*** Opening of Passage for review ***

I am aware of the historical drama and cultural disruption indigenous peoples across the globe has faced but how they have handled that drama and disruption was to evolve into their oppressors; and if you cannot see that, you're blinded by the desire for retribution and reparations that you're wilfully ignoring the world before you.
"Humans merely share the earth. We can only protect the land, not own it." - Chief Seattle
"We do not inherit the earth from our ancestors. We borrow it from our children." - Chief Seattle
"Man sometimes thinks he's been elevated to be the controller, the ruler, but he's not. He's only part of the whole. Man's job is not to exploit, but to oversee, to be a steward,. Man has responsibility, not power." - Oren Lyons
"All red races are born Socialists, and most tribes carry out the communistic ideas to the letter. Amongst the Iroquois, it is considered disgraceful to have food if your neighbor has none. To be a creditable member of the nation, you must divide your possessions with your less fortunate fellows. I find it much the same amongst the Coast Indians, though they are less bitter in their hatred of the extremes of wealth and poverty than are the Eastern tribes.
Still, the very fact that they have preserved this legend, in which they liken avarice to a slimy sea-serpent, shows the trend of their ideas; shows, too, that an Indian is an Indian, no matter what his tribe, shows that he cannot, or will not, hoard money; shows that his native morals demand that the spirit of greed must be strangled at all costs." - Tekahionwake
"Warriors are not what you think of as warriors. The warrior is not someone who fights, because no one has the right to take another life. The warrior, for us, is one who sacrifices himself for the good of others. His task is to take care of the elderly, the defenseless, those who cannot provide for themselves, and above all, the children, the future of humanity." - Sitting Bull
"If the white man wants to live in peace with the Indian, he can live in peace. There need be no trouble. Treat all men alike. Give them all the same law. Give them all an even chance to live and grow. All men were made by the same Great Spirit Chief. They are all brothers. The earth is the mother of all people, and all people should have equal rights upon it. You might as well expect all rivers to run backward as that any man who was born a free man should be contented penned up and denied liberty to go where he pleases." - Chief Joseph of Nez Perce
"For tribal people, who see the world as a whole, the essence of our work is in its entirety. In a society where all are related, simple decisions require the approval of nearly everyone in that society. It is society as a whole, not merely a part of it, that must survive. This is the indigenous understanding. It is the understanding in a global sense. We are all indigenous people on this planet, and we have to reorganize to get along." - Rebecca Adamson
If you are Indigenous and no longer share values like those mentioned in the quotes below, which there seems to be a never ending echo of these quotes from various indigenous across the globe for centuries, then you are right; I am not your ally, I am an ally of those who share your blood that see your corruption and oppose your infected mentality. I am not disrespecting the voices and rhetoric of the Indigenous peoples, you and your sect have diverged from the voices and rhetoric your people have taught colonial and colonizers for centuries. You sound more like the people we are seeking to seize power from so we can have complete human sovereignty, while they defend their right to supreme power, authority, and control over that they see fit. I am one with the Indigenous that are social and communal not the ones that are capital and feudal, sorry not sorry.

*** Close of Passage for review ***
*** Opening of Recorded data ***

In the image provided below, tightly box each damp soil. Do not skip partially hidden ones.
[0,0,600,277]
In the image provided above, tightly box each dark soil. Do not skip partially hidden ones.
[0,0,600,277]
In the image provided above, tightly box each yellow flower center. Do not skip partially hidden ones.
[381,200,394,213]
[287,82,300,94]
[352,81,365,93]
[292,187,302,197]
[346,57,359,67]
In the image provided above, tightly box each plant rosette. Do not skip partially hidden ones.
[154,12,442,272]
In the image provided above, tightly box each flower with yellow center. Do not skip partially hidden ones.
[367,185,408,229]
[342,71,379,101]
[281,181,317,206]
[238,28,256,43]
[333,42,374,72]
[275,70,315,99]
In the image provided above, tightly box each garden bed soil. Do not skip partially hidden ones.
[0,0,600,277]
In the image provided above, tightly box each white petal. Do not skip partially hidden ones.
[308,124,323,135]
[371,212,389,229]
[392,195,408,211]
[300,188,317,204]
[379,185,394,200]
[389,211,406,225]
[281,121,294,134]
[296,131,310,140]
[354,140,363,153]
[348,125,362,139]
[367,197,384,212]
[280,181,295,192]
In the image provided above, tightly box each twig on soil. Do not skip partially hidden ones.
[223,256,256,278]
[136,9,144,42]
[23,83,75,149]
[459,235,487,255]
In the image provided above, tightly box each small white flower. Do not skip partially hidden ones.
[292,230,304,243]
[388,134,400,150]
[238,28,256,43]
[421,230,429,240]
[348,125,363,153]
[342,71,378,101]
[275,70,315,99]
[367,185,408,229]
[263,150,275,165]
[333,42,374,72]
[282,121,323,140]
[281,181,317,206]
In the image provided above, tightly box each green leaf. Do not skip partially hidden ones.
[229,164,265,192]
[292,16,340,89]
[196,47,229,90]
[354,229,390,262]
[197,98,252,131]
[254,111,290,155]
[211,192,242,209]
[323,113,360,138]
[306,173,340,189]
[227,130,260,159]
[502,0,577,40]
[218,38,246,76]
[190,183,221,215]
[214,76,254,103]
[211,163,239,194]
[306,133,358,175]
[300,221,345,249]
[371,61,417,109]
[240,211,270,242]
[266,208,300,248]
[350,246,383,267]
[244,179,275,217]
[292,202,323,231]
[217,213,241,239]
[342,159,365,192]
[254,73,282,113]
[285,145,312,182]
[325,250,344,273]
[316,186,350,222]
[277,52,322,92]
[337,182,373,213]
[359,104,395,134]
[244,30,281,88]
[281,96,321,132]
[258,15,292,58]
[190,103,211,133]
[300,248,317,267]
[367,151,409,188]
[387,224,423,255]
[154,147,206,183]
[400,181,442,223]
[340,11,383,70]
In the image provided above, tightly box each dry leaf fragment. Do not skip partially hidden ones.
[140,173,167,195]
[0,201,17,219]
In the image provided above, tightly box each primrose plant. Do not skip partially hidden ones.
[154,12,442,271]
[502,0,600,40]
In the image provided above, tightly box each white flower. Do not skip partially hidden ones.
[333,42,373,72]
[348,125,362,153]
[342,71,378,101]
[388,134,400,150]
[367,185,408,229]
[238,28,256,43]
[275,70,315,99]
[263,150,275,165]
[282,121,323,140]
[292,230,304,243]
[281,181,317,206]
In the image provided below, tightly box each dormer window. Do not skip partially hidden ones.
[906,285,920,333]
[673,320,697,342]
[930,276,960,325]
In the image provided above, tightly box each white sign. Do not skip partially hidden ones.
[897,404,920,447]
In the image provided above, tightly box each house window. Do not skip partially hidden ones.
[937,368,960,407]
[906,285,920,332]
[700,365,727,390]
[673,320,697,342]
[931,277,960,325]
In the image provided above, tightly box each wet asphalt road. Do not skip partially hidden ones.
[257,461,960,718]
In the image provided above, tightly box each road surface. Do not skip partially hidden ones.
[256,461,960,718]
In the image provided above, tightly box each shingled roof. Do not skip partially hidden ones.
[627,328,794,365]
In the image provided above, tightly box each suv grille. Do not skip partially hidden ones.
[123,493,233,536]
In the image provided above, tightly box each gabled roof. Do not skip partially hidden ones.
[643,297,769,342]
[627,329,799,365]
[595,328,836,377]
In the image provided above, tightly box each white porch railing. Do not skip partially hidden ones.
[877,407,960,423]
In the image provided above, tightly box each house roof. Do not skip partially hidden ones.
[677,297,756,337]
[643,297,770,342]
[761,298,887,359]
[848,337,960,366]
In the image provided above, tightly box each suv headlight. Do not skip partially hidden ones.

*** Close of Recorded data ***

◆ Exercise brief:
In the passage on Indigenous values:
(a) According to Chief Seattle, from whom do we borrow the earth?
(b) In the Tekahionwake quote, what is considered disgraceful among the Iroquois?
(c) Whom does the warrior care for "above all," according to Sitting Bull?

◆ The completed task:
(a) From our children.
(b) Having food if your neighbor has none.
(c) The children.